→ **Extracted text**:
# plumbing gas pipe



## GolfnRL (Apr 9, 2008)

Moving the gas clothes dryer from one side of the utility room to the other and stacking it on a washer. I have to plumb gas pipe to the new location which shouldn't be much of a problem as the gas water heater is nearby.  My question is how high from the the floor can I put the new gas pipe?  Is there a maximum distance from the floor that gas pipe can be installed in a residence?  It appears that the gas connection on the dryer will be about 36" off the ground when the dryer is sitting on the washer.  Is it OK to stab the pipe through the wall at that height?


----------



## jeff1 (Apr 9, 2008)

Hi,

Most stacked dryers are 3-4 feet off of the floor. Plubing the gas pipe to that area is ok...but as always, check _local_ codes!



> Is it OK to stab the pipe through the wall at that height?

→ **Given data**:

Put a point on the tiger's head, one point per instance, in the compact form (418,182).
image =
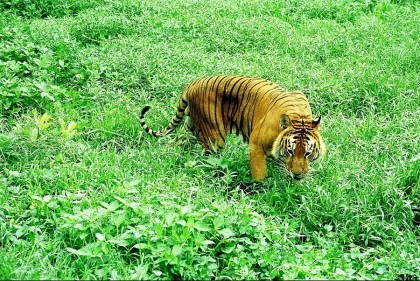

→ **Task set**:
• a. Answer these about the gas pipe forum thread, one line each:
(i) About how high off the ground will the dryer's gas connection be once it sits on the washer?
(ii) How far off the floor does jeff1 say most stacked dryers are?
(iii) Which gas appliance is near the dryer's new location?
• b. Please carry the gas pipe forum thread forward from the point where it stops.

→ **Answers for the exercise**:
• a.
(i) About 36"
(ii) 3-4 feet
(iii) The gas water heater

• b.
Normally yes. In my area we are not allowed to hide any threaded sections in the wall. Must be visible for inspection. Once inspected can be covered. 
No flex connector in the wall either.



> shouldn't be much of a problem as the gas water heater is nearby.



Make sure the supply pipe can handle both appliances it you tap into the water heater feed.

jeff.


----------



## GolfnRL (Apr 9, 2008)

The water heater supply looks like 3/4 reduced to 1/2.  The only gas appliances in the house are central heat, water heater, and gas dryer.


----------



## glennjanie (Apr 10, 2008)

Then you need to take another 1/2" line off the 3/4" part to supply the dryer. Natural gas is notorious for carrying trash and moisture to the appliances; therefore, when you attach your new 1/2" line it should come off the top of the 3/4" line. The premise is, trash and moisture won't go uphill.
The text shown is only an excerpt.